==== Text ====

The task of the test

Select the “Savoya VIP” gym, sign up or log in, then check in the TRX workout on Sept 15 and cancel it. After that find the gym’s e-mail address.

After the iteration, 3 paths were finally developed to apply for the workout. The users used these in equal proportions.


  • “Megnézem az órarendet” (View Timetable) button on the main page -> selects from the calendar in the “Órarend” (Timetable)
  • “Megnézem az órarendet” (View Timetable) button on the main page -> “Edzések” (Workouts) button on the “Órarend” (Timetable)
  • “Edzések” (Workouts) button on the main page

Path to “Órarend” (Timetable): “Megnézem az órarendet” (View timetable) button on the main page, bottom tab bar icon

Path to “Edzések” (Workouts): “Edzések” (Workouts) button on the main page, at “Órarend” (Timetable)

==== Given entries ====

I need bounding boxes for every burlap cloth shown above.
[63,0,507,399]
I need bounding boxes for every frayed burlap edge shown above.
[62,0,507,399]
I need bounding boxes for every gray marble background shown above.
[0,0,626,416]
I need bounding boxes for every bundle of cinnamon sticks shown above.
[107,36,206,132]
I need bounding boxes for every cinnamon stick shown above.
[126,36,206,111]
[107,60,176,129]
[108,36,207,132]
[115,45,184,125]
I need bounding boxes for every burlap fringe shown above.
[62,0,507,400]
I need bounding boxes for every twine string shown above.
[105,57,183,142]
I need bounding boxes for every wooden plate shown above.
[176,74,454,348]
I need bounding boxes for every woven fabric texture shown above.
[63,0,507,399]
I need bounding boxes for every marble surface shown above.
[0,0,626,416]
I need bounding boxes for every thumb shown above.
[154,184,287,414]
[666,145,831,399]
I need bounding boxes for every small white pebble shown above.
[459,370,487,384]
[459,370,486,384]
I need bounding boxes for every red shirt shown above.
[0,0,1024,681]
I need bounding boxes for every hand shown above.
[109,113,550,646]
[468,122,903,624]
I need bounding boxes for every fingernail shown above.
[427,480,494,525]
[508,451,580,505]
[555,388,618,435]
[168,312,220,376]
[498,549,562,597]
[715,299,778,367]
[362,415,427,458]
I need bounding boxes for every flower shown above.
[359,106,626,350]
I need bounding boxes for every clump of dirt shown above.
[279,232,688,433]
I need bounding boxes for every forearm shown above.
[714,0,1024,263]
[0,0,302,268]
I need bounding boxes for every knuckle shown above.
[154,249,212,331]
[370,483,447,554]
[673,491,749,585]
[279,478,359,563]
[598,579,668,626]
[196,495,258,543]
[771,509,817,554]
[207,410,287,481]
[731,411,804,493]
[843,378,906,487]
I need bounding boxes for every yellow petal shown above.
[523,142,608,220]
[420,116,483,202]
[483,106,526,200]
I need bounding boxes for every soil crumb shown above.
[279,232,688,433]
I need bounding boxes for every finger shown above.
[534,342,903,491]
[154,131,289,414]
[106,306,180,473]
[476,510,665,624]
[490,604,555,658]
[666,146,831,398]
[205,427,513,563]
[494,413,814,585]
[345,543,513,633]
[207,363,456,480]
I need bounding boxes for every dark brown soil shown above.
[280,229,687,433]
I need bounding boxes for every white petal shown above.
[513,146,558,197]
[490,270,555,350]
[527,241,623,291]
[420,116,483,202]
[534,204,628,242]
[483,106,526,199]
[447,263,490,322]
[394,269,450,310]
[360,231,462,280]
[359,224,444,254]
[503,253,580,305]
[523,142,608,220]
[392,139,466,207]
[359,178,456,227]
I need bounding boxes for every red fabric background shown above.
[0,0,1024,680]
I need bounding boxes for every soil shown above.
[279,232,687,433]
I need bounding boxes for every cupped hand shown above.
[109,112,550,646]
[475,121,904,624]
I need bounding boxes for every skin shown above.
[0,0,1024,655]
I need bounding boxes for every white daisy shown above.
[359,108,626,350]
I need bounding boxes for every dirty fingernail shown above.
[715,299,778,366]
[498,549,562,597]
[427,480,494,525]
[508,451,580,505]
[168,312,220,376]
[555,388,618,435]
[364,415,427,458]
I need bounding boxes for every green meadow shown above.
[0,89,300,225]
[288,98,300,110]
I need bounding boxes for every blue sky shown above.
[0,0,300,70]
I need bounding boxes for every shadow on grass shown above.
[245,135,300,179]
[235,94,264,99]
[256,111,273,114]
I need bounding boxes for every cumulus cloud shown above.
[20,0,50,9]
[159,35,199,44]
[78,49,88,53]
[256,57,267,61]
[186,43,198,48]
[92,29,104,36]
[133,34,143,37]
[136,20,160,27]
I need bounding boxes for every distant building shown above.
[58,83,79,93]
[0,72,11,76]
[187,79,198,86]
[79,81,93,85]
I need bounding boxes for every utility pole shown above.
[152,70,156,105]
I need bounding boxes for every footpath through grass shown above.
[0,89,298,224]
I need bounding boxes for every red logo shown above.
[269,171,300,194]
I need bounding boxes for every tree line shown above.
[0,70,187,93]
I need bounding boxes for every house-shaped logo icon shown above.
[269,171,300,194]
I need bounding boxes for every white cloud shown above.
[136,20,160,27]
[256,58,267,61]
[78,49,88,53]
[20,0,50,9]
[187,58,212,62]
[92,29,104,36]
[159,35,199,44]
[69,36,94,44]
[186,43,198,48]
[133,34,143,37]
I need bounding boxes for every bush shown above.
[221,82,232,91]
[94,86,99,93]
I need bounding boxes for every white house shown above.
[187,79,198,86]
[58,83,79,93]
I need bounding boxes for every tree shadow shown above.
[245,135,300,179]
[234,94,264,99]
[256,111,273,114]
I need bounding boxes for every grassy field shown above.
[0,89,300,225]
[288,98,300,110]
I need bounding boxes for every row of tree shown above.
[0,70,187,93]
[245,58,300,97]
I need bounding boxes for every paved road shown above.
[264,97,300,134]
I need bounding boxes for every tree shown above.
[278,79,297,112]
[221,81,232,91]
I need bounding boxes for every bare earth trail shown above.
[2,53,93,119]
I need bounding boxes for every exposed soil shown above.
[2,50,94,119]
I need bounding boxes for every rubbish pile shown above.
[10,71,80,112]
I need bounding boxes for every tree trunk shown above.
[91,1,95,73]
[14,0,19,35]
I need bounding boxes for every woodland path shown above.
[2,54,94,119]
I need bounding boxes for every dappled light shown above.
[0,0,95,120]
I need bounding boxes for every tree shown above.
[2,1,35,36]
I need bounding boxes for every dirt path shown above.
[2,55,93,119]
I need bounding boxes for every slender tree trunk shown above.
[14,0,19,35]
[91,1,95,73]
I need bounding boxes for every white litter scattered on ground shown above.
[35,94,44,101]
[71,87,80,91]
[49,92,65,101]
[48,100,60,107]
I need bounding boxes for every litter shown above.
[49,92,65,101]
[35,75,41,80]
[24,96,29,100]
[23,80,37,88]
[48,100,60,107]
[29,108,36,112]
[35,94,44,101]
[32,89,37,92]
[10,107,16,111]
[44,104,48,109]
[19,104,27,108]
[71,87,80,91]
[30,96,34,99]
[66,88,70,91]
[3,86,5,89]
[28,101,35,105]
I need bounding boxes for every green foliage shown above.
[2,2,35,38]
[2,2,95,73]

====

**Problem set:**
1) In the text on the gym app test, shorten the paragraph that begins "After the iteration," while keeping its main facts.
2) Go on with the text on the gym app test, starting after its last line.

**Task responses:**
1) The iteration produced three final paths for applying for the workout, and users chose each of them equally often.

2)
⅔ of the testers used the “Megnézem az órarendet” (View Timetable) button on the main page. The remaining ⅓ is used the “Edzések” (Workouts) button, also on the main page. The “Órarend” (Timetable) button in the bottom tab bar didn’t appear as an option for anyone.

The result thus calls into question its legitimacy, although it has not been specifically tested. No changes have been made in this regard. Wherever the user is in the app, the tab bar will be available most securely. The other two buttons are only available from one screen at a time.

This test was already much more successful than before, with participants being able to solve tasks quickly and easily.

Between the tests, an iteration took place again, and an application or cancellation was added to the flow. Avoiding any accidental tapping aside. After the iteration, three more testers went through the tasks and the “application” successfully.

Some feedback

“I think it’s perfectly fair, it’s clear what I’ll find where”

“It was about like when I drive home from Budapest. Everything is going and you don’t really know how it just happened ”

This video shows the last version of the proto. The flow: regular user log in, she/he has no workout yet. Choose the “Megnézem az órarendet” (View the timetable), then tap on the “Edzések” (Workouts), then choose TRX, check in, and cancel at the end.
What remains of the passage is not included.